**STATED EXERCISE**
From the line with "task | one point per instance, each pair like [552, 363]" down to the final line of the material below, quote every line exactly and leave out all lines before it.

**RECORDS SUPPLIED**
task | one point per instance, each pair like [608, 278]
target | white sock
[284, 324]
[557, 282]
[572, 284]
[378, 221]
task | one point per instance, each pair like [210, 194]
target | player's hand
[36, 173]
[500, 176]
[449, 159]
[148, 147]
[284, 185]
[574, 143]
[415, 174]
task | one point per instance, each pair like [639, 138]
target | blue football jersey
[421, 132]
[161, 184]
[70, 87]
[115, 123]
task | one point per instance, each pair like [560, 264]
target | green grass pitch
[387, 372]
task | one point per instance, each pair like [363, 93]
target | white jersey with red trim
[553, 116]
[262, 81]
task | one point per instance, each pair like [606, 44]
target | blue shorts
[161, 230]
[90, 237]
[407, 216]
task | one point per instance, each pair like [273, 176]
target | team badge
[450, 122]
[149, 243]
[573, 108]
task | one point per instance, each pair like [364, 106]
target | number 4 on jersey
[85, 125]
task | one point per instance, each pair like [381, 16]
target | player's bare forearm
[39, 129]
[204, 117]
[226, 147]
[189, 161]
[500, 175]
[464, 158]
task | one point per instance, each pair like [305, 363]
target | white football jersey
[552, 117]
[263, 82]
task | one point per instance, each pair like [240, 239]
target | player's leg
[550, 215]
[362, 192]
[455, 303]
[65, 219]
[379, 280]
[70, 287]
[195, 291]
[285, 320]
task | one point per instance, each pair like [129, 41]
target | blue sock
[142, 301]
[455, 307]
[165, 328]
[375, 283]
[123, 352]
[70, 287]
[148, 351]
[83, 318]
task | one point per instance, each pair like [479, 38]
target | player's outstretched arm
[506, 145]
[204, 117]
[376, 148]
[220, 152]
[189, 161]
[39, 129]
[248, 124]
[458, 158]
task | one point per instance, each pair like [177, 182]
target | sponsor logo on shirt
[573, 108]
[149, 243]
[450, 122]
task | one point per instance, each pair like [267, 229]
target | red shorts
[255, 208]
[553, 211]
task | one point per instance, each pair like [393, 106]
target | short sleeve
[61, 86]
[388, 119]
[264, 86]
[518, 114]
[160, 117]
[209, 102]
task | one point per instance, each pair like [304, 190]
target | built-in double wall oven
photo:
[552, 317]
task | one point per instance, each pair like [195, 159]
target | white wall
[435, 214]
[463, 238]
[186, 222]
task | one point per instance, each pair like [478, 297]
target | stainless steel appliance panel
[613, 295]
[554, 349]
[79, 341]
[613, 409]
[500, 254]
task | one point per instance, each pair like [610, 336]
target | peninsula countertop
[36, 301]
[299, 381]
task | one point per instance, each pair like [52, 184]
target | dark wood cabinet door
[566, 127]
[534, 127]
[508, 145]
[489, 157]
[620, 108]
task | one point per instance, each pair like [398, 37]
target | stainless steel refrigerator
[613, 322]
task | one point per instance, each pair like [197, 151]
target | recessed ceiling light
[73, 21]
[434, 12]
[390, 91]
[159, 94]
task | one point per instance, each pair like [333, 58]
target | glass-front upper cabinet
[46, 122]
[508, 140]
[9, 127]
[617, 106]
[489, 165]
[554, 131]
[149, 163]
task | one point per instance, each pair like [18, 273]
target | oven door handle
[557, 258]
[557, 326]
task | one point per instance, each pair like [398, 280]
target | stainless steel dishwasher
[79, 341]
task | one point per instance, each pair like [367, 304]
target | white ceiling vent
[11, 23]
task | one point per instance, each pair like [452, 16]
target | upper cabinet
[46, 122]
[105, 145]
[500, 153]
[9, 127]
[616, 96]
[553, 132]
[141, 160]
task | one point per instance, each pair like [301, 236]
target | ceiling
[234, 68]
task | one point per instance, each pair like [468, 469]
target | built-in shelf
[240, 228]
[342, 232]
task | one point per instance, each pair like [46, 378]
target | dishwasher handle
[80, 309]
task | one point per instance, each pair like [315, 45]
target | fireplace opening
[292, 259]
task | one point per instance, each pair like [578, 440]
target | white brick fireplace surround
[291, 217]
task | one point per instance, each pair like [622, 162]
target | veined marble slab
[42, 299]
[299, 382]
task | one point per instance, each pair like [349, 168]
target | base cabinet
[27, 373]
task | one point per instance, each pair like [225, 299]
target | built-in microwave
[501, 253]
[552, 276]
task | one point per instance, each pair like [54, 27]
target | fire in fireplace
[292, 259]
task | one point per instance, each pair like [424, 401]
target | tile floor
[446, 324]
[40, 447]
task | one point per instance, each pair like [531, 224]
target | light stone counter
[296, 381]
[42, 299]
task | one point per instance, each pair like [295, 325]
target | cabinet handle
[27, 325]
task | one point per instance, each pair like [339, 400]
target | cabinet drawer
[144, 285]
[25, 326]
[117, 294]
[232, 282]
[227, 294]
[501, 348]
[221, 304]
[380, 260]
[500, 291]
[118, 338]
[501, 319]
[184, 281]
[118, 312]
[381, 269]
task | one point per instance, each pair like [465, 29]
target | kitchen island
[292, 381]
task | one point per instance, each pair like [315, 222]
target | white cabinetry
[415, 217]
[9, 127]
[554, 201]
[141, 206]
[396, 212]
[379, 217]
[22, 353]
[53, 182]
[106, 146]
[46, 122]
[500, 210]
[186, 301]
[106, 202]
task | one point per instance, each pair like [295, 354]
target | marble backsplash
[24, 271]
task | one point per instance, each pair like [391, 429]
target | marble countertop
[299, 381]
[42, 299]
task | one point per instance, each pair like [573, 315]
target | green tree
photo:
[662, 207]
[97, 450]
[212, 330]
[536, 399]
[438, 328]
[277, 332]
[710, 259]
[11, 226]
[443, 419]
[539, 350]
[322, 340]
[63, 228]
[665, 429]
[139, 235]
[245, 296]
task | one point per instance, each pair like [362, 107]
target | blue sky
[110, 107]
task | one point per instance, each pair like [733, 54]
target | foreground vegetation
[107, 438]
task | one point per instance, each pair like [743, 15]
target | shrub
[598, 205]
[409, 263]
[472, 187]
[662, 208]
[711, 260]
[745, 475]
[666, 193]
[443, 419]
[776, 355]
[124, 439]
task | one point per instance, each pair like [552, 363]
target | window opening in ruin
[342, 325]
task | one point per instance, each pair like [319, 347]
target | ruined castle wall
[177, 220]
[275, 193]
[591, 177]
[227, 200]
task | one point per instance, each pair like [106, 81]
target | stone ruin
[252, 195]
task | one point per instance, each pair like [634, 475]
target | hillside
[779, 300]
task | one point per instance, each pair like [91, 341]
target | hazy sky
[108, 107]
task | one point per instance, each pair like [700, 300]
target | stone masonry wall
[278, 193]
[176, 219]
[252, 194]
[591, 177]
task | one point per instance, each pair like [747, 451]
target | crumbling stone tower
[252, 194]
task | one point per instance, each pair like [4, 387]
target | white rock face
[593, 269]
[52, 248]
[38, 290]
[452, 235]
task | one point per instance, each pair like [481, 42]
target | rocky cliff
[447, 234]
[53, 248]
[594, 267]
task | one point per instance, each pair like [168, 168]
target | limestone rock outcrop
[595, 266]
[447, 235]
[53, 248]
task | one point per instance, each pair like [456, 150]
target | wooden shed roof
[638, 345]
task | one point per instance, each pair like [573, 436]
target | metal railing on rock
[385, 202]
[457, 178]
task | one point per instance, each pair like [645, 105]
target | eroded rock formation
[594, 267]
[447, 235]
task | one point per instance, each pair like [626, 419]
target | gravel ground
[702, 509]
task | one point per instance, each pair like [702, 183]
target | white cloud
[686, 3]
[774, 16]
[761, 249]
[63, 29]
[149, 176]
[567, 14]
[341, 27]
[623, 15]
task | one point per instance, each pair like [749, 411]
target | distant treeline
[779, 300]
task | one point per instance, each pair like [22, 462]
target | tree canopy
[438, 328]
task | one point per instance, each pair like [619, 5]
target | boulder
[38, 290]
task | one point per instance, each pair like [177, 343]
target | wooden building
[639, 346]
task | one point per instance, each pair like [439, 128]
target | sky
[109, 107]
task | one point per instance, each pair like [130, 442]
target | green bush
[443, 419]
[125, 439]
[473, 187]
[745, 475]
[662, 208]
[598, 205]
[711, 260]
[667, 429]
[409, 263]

**FULL OUTPUT**
task | one point per instance, each pair like [552, 363]
target | window opening in ruin
[342, 325]
task | one point per instance, each pair like [319, 347]
target | ruined castle wall
[177, 220]
[275, 193]
[591, 177]
[227, 200]
task | one point per instance, each pair like [106, 81]
target | stone ruin
[252, 195]
task | one point per instance, each pair like [634, 475]
target | hillside
[779, 300]
task | one point per instance, each pair like [91, 341]
target | hazy sky
[108, 107]
task | one point per instance, each pair like [700, 300]
target | stone masonry wall
[278, 193]
[176, 219]
[252, 194]
[591, 177]
task | one point per instance, each pair like [747, 451]
target | crumbling stone tower
[252, 194]
task | one point per instance, each pair like [4, 387]
target | white rock face
[593, 269]
[52, 248]
[38, 290]
[452, 235]
task | one point per instance, each pair like [481, 42]
target | rocky cliff
[447, 234]
[53, 248]
[594, 267]
task | one point per instance, each pair like [168, 168]
target | limestone rock outcrop
[595, 266]
[447, 235]
[53, 248]
task | one point per instance, each pair like [456, 150]
target | wooden shed roof
[638, 345]
task | one point per instance, each pair like [573, 436]
target | metal railing on rock
[385, 202]
[457, 178]
task | one point per instance, each pair like [645, 105]
target | eroded rock formation
[594, 267]
[447, 235]
task | one point per instance, each pair like [626, 419]
target | gravel ground
[702, 509]
task | one point per instance, each pair like [702, 183]
target | white cloud
[686, 3]
[774, 16]
[761, 249]
[63, 29]
[149, 176]
[567, 14]
[341, 27]
[623, 15]
task | one point per instance, each pair like [749, 411]
target | distant treeline
[779, 300]
task | one point per instance, each pair like [22, 462]
target | tree canopy
[438, 328]
task | one point per instance, each pair like [619, 5]
target | boulder
[38, 290]
task | one point per instance, each pair like [177, 343]
target | wooden building
[639, 346]
task | one point per instance, each pair like [439, 128]
target | sky
[109, 107]
task | one point per instance, each pair like [130, 442]
target | green bush
[443, 419]
[125, 439]
[473, 187]
[745, 475]
[662, 208]
[598, 205]
[711, 260]
[667, 429]
[409, 263]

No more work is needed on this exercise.